TESTO ESTRATTO:
★ ★ ★ ★ ★ ★ ★

Io e quanto meno alcuni di coloro che aderiranno a questa petizione non abbiamo esperienza di relazioni internazionali, di strategie militari e di diplomazie di un qualche tipo. Anche le cittadine e i cittadini comuni però pensano e si sentono inquiete e inquieti per il protrarsi di una guerra che, come tutte le guerre, è insensata e per di più fortemente feroce. In qualità di cittadina italiana che la guerra decisamente la odia, provo a formulare una proposta che a me, ad altre e ad altri, appare in tutto o in parte utilizzabile.
Esiste la richiesta di considerare Putin e i militari da lui posti in campo colpevoli di crimini di guerra. È un’iniziativa legittima, ma che richiede valutazioni giuridico-specialistiche estranee alla presente esposizione, il cui scopo è solamente di tentare di fermare l’eccidio, in un modo che possa essere accettato sia dalla Russia sia dall'Ucraina. 
Sicuramente gli accordi per la pace potranno essere diversi da quelli che si stanno qui esponendo, tuttavia bisognerebbe lavorare per realizzare le soluzioni migliori e non quelle che, lasciando irrisolti alcuni problemi di fondo, costituirebbero la premessa per un nuovo conflitto, ancora in Ucraina o altrove.

P R O P O S T A

L’attacco all’Ucraina è stato spiegato da Putin con due motivazioni diverse:

·      una è il progressivo allargamento della NATO sino a comprendere territori dell’Europa dell’Est;

·      un’altra il conflitto nel Donbass tra ucraini antirussi e ucraini filorussi che ha prodotto già in passato morti e stragi.

Il presidente russo, che pure ha spesso espresso valutazioni tali da far emergere senza troppi veli la sua vena di espansionismo sugli ex territori dell’URSS che non rientrino nella Federazione russa, per mire di potere e/o ideologie mistico-culturali, UFFICIALMENTE si attesta su questi due fattori e ciò porta a desumere che, SE opportunamente risolti, la guerra dovrebbe potersi considerare finita, con plauso interno assicurato per lui e immagine parzialmente rilucidata all’esterno. Questo dovrebbe altresì comportare, per logica, la restituzione all’Ucraina dei territori occupati, probabilmente anche della Crimea la cui annessione motivatamente non è stata riconosciuta a livello internazionale, in quanto attuata senza il consenso dell’Ucraina.

★ ★ ★ ★ ★ ★ ★

ISTRUZIONI:
**1.** Secondo il testo estratto, con quali due motivazioni Putin ha spiegato l'attacco all'Ucraina?
**2.** Nel testo estratto, sostituisci "legittima" con "comprensibile" e riporta la parte che si apre con le parole "Esiste la richiesta" e si chiude con "Russia sia dall'Ucraina.".
Le voci riportate più avanti sono materiale a sé, distinto dal testo.

ESTRATTI DELLE VOCI:
★ ★ ★ ★ ★ ★ ★

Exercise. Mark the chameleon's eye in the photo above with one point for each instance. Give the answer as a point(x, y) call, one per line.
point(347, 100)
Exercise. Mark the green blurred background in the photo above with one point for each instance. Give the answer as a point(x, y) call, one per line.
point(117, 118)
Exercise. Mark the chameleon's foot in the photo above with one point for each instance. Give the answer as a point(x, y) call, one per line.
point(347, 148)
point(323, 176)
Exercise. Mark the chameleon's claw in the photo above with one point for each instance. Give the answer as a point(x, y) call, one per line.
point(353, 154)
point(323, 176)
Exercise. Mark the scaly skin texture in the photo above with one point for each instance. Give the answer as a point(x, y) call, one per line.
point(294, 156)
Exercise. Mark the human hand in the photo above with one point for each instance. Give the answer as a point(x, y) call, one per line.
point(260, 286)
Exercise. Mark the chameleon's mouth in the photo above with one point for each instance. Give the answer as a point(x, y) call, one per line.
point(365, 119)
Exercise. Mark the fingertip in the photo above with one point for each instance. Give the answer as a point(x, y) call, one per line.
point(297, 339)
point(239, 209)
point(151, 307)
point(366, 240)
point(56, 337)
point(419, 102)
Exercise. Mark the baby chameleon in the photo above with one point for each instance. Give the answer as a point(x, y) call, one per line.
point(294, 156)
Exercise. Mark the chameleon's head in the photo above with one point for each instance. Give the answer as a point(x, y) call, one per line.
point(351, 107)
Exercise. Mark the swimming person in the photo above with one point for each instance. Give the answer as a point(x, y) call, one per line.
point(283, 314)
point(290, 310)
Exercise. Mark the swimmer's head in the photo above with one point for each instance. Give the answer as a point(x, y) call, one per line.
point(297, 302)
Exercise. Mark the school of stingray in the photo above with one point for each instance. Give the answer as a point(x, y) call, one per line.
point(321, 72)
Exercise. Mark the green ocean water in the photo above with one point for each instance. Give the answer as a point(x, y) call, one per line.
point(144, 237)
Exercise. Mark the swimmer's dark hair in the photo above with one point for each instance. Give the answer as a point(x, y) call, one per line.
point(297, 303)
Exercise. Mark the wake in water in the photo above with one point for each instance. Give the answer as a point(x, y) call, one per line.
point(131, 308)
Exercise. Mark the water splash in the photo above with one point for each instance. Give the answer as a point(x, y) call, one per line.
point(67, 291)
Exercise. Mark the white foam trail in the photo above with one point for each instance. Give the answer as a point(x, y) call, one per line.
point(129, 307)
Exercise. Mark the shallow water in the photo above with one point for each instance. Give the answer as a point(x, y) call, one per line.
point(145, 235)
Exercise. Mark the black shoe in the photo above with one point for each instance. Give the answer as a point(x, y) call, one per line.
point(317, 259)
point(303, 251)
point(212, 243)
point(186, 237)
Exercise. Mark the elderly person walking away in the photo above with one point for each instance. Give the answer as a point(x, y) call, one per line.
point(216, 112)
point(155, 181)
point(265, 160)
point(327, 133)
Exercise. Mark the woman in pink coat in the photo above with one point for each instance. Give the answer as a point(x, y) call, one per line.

★ ★ ★ ★ ★ ★ ★

RISPOSTE FINALI:
**1.** Con il progressivo allargamento della NATO ai territori dell'Europa dell'Est e con il conflitto nel Donbass tra ucraini antirussi e ucraini filorussi.

**2.**
Esiste la richiesta di considerare Putin e i militari da lui posti in campo colpevoli di crimini di guerra. È un’iniziativa comprensibile, ma che richiede valutazioni giuridico-specialistiche estranee alla presente esposizione, il cui scopo è solamente di tentare di fermare l’eccidio, in un modo che possa essere accettato sia dalla Russia sia dall'Ucraina.